**ACTIONS TO TAKE:**
1) Translate this sentence from the plot summary into Spanish: "Two years later, Deacon and Boozer are working in the Pacific Northwest as mercenaries."
2) Reproduce the plot summary word for word, from "While running errands" up to and including "terms with Deacon.".
[[ DOCUMENT EXTRACT, beginning ]]
A virus has decimated the globe, turning a large portion of humanity into violently feral creatures called Freakers. In Oregon, outlaw bikers Deacon St. John (Sam Witwer) and William "Boozer" Gray (Jim Pirri), alongside Deacon's wife Sarah Whitaker (Courtnee Draper), attempt to flee to safety. They find a NERO (National Emergency Response Organization) helicopter. While Sarah boards the helicopter, Boozer is injured so Deacon stays behind to help him after promising to reunite with his wife.

Two years later, Deacon and Boozer are working in the Pacific Northwest as mercenaries. Sarah is assumed dead after the NERO refugee camp she was traveling to was overrun. The two men plan to head north in search of a better life, but they are attacked by a gang of cultists, the Rippers. Boozer's arm is burned in the attack, so Deacon searches for medical supplies to help him recover. Deacon sees a NERO helicopter and follows it, eventually meeting James O'Brian (Bernardo de Paula), the researcher who evacuated Sarah two years earlier. O'Brian reveals that Sarah's helicopter was diverted to a different camp mid-flight, leaving the possibility that she is still alive.

While running errands for Ada Tucker (Dee Dee Rescher), the leader of the Hot Springs camp, Deacon finds Lisa Jackson (Laura Bailey & Alexa Rose), a teenage girl and returns her to Tucker. Lisa later flees the Hot Spring after being subjected to forced labor and is captured and tortured by the Rippers, forcing Deacon to rescue her. Unwilling to send Lisa back to the Hot Springs, Deacon arranges for her to shelter with Rikki Patil (Nishi Munshi), a former drifter and member of the Lost Lake camp led by "Iron" Mike Wilcox (Eric Allan Kramer) and Raymond "Skizzo" Sarkozi (Jason Spisak), the former of which parted on bad terms with Deacon.
[[ DOCUMENT EXTRACT, end ]]
[[ ENTRIES SUPPLIED, beginning ]]
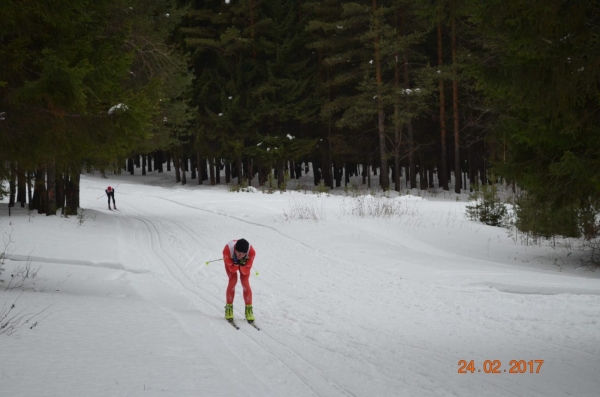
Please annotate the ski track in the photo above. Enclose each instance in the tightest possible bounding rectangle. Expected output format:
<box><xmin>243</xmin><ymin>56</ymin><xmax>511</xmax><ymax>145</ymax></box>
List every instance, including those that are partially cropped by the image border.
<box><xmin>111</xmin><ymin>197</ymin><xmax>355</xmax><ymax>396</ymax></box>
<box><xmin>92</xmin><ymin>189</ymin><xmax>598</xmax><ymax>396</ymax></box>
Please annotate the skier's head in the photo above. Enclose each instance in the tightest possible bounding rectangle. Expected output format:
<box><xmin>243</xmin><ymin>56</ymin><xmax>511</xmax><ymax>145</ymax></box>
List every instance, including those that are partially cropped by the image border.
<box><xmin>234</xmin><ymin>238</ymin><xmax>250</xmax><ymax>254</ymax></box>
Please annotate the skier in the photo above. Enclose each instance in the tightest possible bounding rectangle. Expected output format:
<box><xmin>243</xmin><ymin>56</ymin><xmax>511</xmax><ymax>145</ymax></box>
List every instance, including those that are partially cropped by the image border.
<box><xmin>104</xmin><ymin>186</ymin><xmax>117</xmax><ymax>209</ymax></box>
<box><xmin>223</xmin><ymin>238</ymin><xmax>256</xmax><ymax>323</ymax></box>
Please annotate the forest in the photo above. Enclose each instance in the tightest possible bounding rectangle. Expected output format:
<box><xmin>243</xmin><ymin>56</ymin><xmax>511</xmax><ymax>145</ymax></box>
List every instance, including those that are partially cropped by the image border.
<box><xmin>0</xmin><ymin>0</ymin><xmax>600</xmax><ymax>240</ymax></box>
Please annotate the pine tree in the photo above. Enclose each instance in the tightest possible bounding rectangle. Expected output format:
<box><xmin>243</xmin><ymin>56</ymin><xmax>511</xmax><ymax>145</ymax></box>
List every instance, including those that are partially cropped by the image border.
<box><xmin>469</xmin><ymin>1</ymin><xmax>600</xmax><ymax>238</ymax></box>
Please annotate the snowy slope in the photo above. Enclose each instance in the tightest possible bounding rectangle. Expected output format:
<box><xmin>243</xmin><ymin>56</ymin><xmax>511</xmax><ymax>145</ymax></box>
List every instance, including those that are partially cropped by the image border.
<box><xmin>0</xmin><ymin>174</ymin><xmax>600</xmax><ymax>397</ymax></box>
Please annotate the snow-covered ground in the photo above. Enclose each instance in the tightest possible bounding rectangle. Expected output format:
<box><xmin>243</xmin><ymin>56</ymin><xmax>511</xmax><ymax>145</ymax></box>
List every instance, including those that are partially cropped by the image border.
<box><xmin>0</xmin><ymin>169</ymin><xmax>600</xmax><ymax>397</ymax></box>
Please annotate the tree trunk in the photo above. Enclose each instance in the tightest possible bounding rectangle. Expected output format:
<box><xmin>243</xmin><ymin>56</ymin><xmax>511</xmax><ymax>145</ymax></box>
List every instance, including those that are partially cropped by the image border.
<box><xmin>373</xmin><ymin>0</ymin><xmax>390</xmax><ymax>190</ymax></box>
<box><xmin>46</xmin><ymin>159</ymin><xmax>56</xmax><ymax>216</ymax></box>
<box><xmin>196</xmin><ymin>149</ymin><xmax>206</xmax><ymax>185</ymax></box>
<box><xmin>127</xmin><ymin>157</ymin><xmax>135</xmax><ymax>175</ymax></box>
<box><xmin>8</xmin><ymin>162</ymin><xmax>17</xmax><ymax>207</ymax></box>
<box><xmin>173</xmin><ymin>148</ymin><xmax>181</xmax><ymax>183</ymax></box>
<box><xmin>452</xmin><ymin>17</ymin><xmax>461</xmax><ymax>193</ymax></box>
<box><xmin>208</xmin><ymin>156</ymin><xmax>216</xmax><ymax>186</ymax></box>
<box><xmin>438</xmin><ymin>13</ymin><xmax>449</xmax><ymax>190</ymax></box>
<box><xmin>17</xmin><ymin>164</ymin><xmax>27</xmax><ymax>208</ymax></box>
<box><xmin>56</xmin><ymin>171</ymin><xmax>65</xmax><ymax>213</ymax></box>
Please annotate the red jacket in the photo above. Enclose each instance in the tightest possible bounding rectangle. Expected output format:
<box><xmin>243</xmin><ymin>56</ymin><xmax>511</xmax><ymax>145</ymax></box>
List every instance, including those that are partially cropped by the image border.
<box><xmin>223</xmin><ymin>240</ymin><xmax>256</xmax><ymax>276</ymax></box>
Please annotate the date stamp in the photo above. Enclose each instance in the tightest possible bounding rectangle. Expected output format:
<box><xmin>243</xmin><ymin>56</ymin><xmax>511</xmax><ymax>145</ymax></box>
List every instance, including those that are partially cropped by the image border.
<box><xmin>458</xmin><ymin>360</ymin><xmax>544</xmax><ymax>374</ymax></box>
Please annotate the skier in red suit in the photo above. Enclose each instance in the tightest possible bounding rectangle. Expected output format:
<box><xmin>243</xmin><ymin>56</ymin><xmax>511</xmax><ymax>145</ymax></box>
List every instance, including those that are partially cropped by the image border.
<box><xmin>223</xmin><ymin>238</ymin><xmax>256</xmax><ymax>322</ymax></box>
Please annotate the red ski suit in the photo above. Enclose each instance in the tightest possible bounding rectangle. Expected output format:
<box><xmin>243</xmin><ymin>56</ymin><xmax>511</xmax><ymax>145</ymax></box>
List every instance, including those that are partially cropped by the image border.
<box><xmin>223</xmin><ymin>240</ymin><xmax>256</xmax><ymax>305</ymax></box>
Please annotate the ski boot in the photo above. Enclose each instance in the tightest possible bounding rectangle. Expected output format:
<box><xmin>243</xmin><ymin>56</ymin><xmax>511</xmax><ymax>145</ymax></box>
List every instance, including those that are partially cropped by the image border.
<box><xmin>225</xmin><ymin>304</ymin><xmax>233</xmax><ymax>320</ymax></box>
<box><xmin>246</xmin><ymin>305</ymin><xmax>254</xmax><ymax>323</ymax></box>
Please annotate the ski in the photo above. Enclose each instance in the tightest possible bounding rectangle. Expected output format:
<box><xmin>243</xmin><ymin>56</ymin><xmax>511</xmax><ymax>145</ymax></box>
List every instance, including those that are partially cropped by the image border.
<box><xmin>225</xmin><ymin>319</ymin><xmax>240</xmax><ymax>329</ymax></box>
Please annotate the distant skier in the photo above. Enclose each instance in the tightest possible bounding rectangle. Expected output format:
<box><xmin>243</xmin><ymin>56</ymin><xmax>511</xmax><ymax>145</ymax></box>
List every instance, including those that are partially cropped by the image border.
[[ ENTRIES SUPPLIED, end ]]
**PER-TASK ANSWERS:**
1) Dos años después, Deacon y Boozer trabajan como mercenarios en el noroeste del Pacífico.

2)
While running errands for Ada Tucker (Dee Dee Rescher), the leader of the Hot Springs camp, Deacon finds Lisa Jackson (Laura Bailey & Alexa Rose), a teenage girl and returns her to Tucker. Lisa later flees the Hot Spring after being subjected to forced labor and is captured and tortured by the Rippers, forcing Deacon to rescue her. Unwilling to send Lisa back to the Hot Springs, Deacon arranges for her to shelter with Rikki Patil (Nishi Munshi), a former drifter and member of the Lost Lake camp led by "Iron" Mike Wilcox (Eric Allan Kramer) and Raymond "Skizzo" Sarkozi (Jason Spisak), the former of which parted on bad terms with Deacon.